PASSAGE TO READ -

----

Text and images via 

Commonly fucked up homophones.



Your horrendous grammar affects the quality of your input as an interlocutor.
Your grammar’s effects are so unspeakable that you should be prosecuted at The Hague.
*Hint: Effect is most commonly a noun; 
Affect is most commonly a verb.
By using improper grammar, you are laying bare your ignorance.
I cannot bear this any longer: please, learn your damn homophones.
Capital punishment should be applied to people who use improper grammar.
Improper grammar is not allowed inside the capitol.
*Hint: Capitol has an ‘O,’ which is round like the rotunda in the US Capitol Building.
Brandy Ryan complements me because she is everything I’m not.
I compliment Brandy Ryan on her transcendent beauty incessantly.
If you can’t discern the difference between homophones, then be discreet.
There is a discrete difference between someone who knows homophones and someone who does not.
The dual benefit of knowing homophones is that you will be able to communicate effectively and you won’t look like a jackass.
If you can’t even get homophones right, imagine how you’d do in a duel. Let’s just put it this way: John Wayne knew his homophones.
*Hint: Duel is usually deadly; dual is almost never harmful in any way.
Bad grammar shall no longer rear its ugly head.
It’s a terrible thing to use improper grammar.
*Hint: Its can only be possessive; 
Its is a contraction of ‘it’ and ‘is.’ Strongbad can explain this in further detail.
The grammar gods shall let loose some horrible plague upon you should you choose to continue fucking up homophones.
Using bad grammar is a social stigma, which makes you lose credibility.
The principal frowns upon fucking up homophones.
Using proper grammar is a good principle to live by.
*Hint: Principal contains the word ‘pal,’ which is a person just like the principal.
By fucking up homophones, you show that most fourth graders have better grammar than you.

----

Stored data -
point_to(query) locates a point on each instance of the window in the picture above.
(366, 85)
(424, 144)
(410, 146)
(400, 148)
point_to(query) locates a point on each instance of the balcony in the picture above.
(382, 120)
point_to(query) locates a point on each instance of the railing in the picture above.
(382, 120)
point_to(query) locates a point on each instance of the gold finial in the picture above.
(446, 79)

----

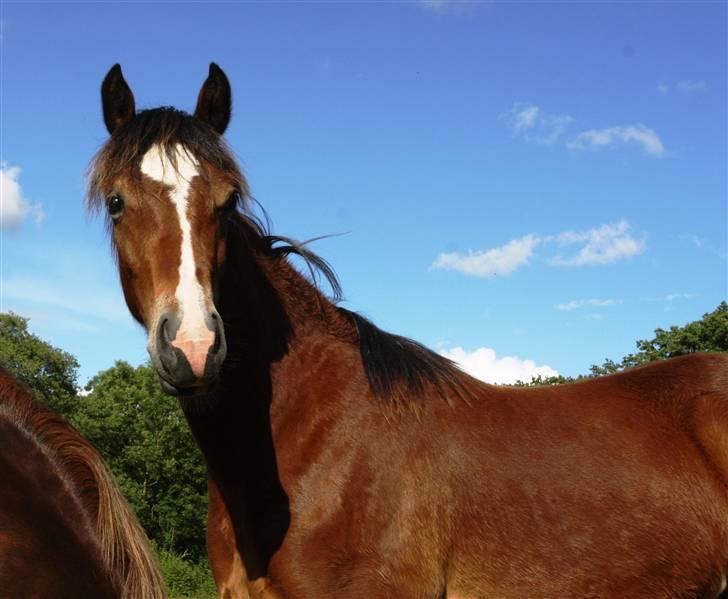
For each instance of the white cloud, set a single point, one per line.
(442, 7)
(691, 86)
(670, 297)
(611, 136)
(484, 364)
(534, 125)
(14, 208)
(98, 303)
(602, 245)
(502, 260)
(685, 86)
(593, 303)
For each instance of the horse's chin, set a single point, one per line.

----

INSTRUCTIONS TO FOLLOW - Return the complete text on commonly misused homophones above, reproducing it word for word without any changes.

THE ANSWER -
Text and images via 

Commonly fucked up homophones.



Your horrendous grammar affects the quality of your input as an interlocutor.
Your grammar’s effects are so unspeakable that you should be prosecuted at The Hague.
*Hint: Effect is most commonly a noun; 
Affect is most commonly a verb.
By using improper grammar, you are laying bare your ignorance.
I cannot bear this any longer: please, learn your damn homophones.
Capital punishment should be applied to people who use improper grammar.
Improper grammar is not allowed inside the capitol.
*Hint: Capitol has an ‘O,’ which is round like the rotunda in the US Capitol Building.
Brandy Ryan complements me because she is everything I’m not.
I compliment Brandy Ryan on her transcendent beauty incessantly.
If you can’t discern the difference between homophones, then be discreet.
There is a discrete difference between someone who knows homophones and someone who does not.
The dual benefit of knowing homophones is that you will be able to communicate effectively and you won’t look like a jackass.
If you can’t even get homophones right, imagine how you’d do in a duel. Let’s just put it this way: John Wayne knew his homophones.
*Hint: Duel is usually deadly; dual is almost never harmful in any way.
Bad grammar shall no longer rear its ugly head.
It’s a terrible thing to use improper grammar.
*Hint: Its can only be possessive; 
Its is a contraction of ‘it’ and ‘is.’ Strongbad can explain this in further detail.
The grammar gods shall let loose some horrible plague upon you should you choose to continue fucking up homophones.
Using bad grammar is a social stigma, which makes you lose credibility.
The principal frowns upon fucking up homophones.
Using proper grammar is a good principle to live by.
*Hint: Principal contains the word ‘pal,’ which is a person just like the principal.
By fucking up homophones, you show that most fourth graders have better grammar than you.